- DATASET EXCERPTS -

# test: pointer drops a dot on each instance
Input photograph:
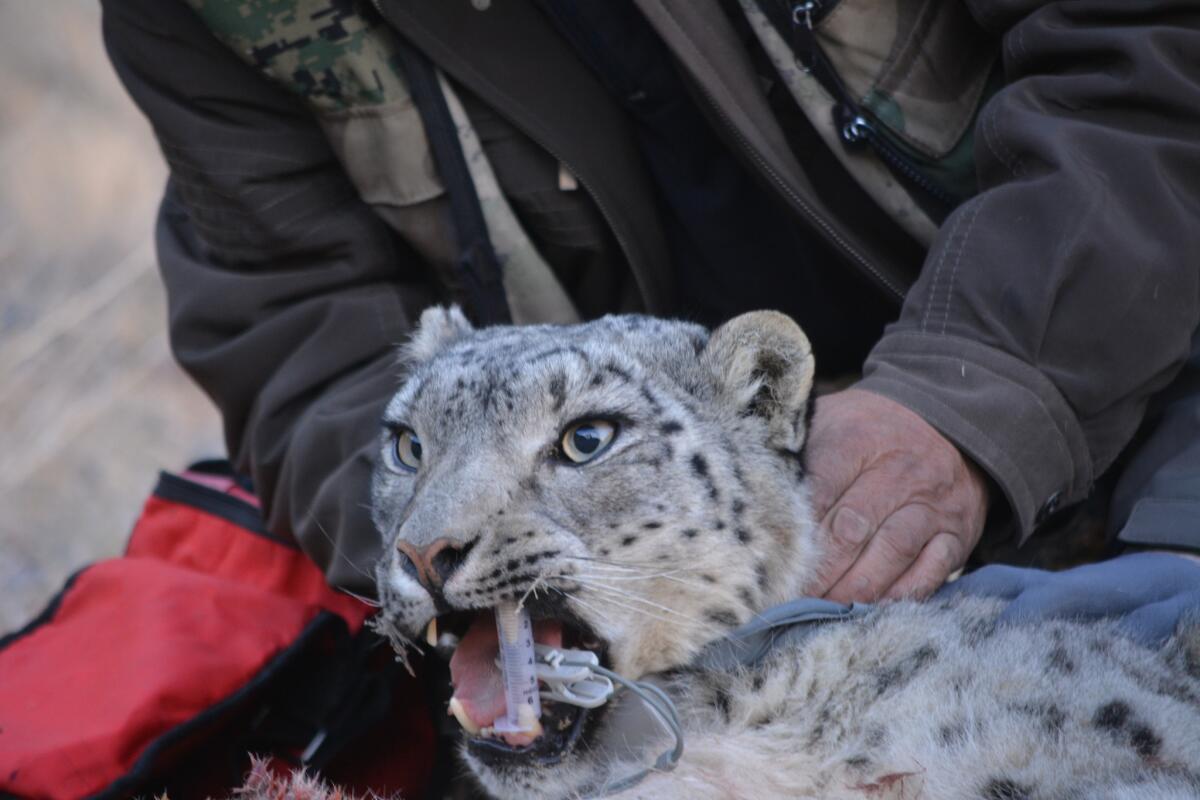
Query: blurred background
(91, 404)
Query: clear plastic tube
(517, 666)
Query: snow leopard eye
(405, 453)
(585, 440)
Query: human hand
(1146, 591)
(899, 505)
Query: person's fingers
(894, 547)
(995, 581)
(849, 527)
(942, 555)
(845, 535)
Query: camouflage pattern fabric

---

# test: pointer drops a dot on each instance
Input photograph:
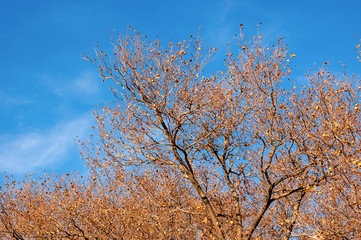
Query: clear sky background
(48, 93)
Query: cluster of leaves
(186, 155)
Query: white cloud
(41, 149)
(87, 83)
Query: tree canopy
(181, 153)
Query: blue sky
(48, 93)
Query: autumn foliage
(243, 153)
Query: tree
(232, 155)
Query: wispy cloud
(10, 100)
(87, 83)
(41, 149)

--

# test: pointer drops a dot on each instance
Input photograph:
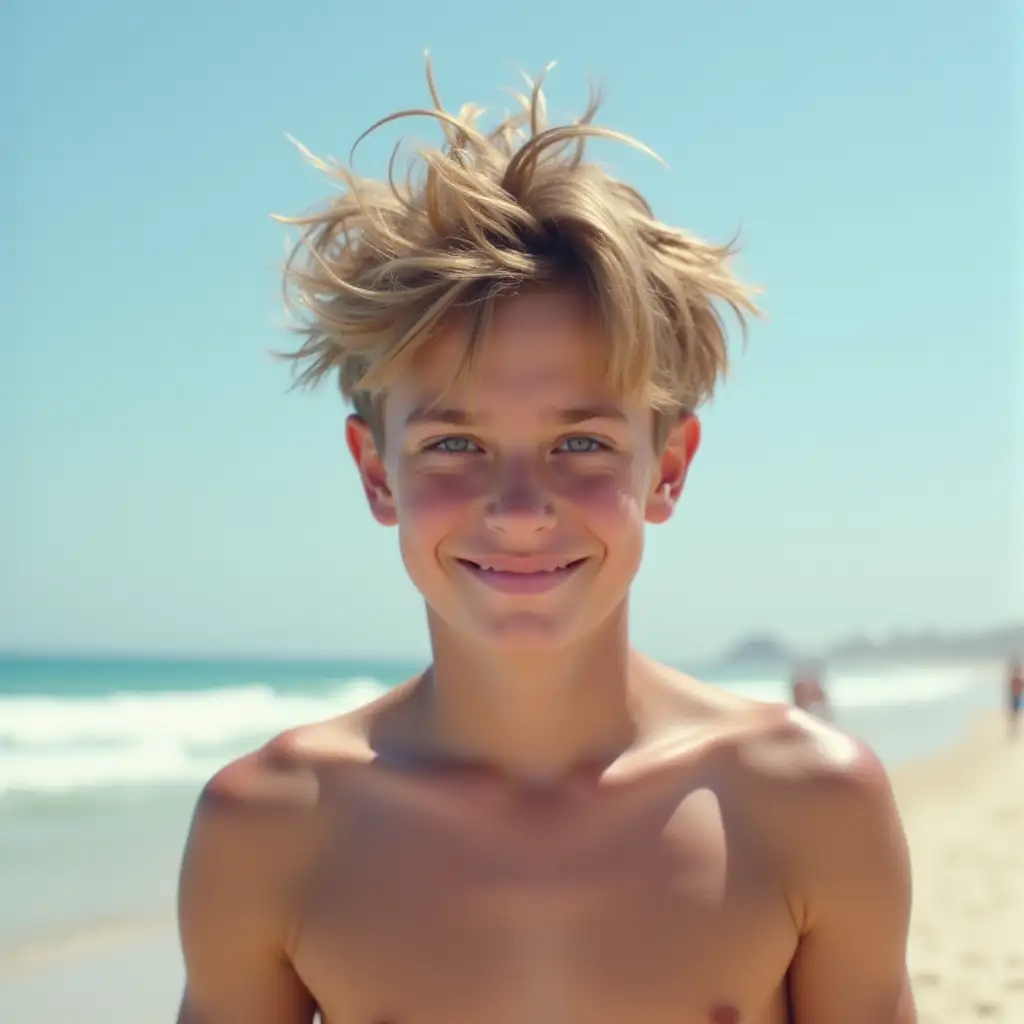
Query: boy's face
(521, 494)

- DIRECTIONS -
Only the lines above from the one with "Query: blurred background" through the one with "Query: camouflage pattern fabric" should be duplicated, character for character.

- SOLUTION FOR THIS EXERCISE -
Query: blurred background
(91, 404)
Query: clear plastic tube
(517, 666)
Query: snow leopard eye
(405, 453)
(585, 440)
Query: human hand
(1146, 591)
(899, 505)
Query: person's fingers
(894, 547)
(995, 581)
(849, 527)
(942, 555)
(845, 535)
Query: camouflage pattern fabric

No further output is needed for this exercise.